(PROBLEM):
Starting at the line that contains "Would you be able to indicate the mossy boulder", restate each line word for word through the final line of the data, keeping both ends.
[Start RECORDED DATA]
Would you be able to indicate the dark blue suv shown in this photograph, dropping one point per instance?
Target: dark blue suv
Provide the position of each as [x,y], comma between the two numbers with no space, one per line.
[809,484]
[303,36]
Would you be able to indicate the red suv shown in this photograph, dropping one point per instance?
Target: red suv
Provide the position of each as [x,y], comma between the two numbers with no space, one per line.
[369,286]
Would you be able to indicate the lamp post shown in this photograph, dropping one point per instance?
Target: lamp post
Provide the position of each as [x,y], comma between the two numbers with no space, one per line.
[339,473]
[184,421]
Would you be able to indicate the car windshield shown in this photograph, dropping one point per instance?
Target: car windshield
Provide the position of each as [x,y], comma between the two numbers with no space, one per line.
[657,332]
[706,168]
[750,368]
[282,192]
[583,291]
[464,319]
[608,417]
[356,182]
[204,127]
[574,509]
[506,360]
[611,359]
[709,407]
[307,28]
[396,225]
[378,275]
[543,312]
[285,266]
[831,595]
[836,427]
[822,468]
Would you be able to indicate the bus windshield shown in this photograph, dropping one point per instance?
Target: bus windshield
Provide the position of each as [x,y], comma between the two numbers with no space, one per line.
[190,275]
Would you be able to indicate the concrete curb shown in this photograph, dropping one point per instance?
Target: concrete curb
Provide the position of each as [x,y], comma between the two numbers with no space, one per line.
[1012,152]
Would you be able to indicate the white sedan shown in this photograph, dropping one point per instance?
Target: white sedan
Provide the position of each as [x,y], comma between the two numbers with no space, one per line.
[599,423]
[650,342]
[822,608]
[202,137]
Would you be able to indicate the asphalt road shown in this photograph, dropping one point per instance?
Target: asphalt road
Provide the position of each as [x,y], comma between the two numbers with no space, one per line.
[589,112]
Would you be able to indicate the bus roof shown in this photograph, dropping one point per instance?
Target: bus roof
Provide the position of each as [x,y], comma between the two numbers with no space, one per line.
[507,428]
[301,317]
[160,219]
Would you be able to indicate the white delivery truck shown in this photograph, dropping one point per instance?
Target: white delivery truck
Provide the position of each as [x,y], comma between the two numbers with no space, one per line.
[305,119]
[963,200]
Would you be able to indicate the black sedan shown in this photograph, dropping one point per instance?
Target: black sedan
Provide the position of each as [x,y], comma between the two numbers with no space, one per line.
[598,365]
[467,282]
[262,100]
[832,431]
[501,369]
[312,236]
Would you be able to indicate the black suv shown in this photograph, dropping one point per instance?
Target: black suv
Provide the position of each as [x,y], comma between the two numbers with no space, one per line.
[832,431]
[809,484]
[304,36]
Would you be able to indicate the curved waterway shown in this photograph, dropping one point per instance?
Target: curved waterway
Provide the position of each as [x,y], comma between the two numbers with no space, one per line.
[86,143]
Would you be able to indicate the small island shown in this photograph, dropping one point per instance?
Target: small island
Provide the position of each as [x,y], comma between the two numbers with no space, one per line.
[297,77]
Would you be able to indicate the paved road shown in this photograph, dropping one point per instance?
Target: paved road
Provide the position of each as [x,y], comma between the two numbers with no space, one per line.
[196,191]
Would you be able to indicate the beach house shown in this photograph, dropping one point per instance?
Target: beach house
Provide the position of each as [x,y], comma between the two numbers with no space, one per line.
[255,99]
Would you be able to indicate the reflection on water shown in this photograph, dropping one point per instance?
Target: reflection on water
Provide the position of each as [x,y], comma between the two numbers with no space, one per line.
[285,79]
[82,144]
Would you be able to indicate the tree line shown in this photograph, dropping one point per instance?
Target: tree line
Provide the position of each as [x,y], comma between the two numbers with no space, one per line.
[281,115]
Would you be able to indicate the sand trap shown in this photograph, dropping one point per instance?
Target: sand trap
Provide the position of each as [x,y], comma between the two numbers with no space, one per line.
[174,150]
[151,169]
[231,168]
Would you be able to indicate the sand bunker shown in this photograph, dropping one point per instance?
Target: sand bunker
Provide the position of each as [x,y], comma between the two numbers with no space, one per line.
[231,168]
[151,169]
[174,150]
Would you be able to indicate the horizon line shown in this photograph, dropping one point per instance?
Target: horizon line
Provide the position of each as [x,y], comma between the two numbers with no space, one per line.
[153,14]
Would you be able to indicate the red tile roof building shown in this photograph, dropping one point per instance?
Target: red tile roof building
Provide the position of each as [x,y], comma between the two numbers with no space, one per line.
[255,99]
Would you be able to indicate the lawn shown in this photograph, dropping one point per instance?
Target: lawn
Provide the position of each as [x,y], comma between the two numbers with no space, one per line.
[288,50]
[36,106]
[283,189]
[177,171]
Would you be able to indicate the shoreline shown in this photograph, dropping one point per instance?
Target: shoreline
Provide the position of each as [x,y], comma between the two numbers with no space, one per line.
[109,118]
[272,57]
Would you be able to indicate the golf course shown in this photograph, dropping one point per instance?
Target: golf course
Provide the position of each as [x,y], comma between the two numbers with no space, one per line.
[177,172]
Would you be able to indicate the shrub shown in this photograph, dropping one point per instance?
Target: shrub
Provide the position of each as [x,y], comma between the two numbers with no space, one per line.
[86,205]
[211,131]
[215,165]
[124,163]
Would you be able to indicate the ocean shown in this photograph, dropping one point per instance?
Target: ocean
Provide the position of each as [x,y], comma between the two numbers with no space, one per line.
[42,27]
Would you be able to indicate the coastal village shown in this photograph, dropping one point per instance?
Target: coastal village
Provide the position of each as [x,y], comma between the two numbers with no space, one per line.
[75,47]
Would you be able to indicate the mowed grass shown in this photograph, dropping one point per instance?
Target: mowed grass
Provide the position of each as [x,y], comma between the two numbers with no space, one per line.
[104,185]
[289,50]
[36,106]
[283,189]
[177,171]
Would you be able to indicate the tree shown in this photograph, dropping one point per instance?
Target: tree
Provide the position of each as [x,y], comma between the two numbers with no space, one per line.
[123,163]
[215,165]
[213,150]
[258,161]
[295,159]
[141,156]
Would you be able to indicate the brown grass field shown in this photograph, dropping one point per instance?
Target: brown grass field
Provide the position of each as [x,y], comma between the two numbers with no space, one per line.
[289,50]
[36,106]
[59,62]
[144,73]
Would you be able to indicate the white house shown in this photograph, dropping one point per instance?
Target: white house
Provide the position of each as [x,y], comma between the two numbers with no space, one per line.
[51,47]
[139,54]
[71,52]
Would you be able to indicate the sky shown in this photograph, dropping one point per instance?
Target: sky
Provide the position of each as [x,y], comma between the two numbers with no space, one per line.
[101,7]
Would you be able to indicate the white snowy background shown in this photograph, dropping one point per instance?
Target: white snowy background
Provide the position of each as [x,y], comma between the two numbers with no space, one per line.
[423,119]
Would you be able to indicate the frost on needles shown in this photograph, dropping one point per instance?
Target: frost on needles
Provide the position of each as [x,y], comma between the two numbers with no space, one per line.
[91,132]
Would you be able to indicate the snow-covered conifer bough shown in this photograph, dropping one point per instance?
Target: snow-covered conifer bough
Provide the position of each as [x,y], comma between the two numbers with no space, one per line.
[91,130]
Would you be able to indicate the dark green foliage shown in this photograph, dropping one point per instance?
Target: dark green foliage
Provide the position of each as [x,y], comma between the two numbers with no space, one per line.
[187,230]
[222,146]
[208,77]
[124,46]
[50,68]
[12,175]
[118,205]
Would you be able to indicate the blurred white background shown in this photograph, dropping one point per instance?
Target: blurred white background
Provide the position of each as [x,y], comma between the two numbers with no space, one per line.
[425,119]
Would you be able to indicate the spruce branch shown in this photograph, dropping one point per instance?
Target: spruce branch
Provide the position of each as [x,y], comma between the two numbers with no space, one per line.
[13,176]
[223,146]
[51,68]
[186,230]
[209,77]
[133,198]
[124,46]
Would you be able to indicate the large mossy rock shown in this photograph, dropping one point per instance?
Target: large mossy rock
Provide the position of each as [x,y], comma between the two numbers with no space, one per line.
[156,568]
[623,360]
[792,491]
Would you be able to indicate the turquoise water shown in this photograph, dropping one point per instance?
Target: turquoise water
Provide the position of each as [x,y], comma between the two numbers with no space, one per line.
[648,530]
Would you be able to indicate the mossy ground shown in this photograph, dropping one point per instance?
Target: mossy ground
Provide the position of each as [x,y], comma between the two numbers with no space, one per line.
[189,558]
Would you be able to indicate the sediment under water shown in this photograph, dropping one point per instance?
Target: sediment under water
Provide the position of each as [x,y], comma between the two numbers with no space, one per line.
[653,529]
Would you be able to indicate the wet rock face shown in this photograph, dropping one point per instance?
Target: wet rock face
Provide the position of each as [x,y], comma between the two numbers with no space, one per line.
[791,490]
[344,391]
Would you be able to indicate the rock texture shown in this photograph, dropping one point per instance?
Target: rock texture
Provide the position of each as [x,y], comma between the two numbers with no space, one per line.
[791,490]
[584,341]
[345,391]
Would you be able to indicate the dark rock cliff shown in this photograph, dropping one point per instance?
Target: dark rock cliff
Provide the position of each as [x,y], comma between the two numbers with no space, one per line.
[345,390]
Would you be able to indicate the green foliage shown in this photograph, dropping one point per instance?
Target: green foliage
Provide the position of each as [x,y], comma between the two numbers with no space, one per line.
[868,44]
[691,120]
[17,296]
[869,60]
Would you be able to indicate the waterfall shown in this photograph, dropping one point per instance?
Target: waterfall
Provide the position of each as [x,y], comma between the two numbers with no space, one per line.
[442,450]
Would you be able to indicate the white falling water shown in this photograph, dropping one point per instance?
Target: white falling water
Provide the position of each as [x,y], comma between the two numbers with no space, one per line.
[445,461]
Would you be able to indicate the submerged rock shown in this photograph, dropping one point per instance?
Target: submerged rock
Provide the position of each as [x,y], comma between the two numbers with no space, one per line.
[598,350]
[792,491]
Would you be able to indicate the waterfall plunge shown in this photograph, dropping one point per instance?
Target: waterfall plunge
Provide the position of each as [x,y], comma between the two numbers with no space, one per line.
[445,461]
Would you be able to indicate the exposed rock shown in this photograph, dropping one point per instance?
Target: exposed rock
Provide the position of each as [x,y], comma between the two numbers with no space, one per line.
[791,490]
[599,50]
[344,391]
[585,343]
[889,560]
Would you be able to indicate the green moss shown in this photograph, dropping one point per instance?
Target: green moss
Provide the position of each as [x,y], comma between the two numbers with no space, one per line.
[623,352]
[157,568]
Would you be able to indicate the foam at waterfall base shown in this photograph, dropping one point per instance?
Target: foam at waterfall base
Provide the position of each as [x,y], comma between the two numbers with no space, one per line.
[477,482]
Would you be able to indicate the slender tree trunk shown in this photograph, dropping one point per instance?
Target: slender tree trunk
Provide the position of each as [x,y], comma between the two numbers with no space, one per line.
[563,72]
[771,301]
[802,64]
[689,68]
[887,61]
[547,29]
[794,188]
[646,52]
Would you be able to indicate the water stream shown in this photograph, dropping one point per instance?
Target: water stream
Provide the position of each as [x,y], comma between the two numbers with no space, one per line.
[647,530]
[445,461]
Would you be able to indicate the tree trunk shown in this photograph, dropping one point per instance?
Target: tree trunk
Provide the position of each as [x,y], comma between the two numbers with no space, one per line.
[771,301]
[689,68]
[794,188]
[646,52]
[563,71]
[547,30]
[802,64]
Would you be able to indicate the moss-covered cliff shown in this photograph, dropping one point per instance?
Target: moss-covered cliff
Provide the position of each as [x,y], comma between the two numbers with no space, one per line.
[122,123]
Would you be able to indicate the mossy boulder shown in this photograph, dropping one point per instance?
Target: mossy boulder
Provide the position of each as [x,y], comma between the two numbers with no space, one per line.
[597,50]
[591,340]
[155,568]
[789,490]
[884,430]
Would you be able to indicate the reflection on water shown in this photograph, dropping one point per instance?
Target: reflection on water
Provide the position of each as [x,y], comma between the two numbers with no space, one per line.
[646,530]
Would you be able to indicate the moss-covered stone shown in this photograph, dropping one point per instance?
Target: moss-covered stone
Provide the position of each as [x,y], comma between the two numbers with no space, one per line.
[End RECORDED DATA]
(WORKED ANSWER):
Would you be able to indicate the mossy boulder shown in this photograph, dropping one point per instance?
Target: mossy boulder
Provide the position of each as [x,y], comma between the two numbers with no space, one per line.
[597,50]
[591,340]
[155,568]
[789,490]
[884,430]
Would you be able to indicate the reflection on water shown in this photograph, dropping one point per instance?
Target: reflection on water
Provide the position of each as [x,y], comma between the two numbers with no space, one per line.
[646,530]
Would you be able to indicate the moss-covered stone shown in this photograph, dropping one point per instance?
Target: moss-covered stone
Provide the position of each as [x,y], comma between the two numbers with no space, one per line.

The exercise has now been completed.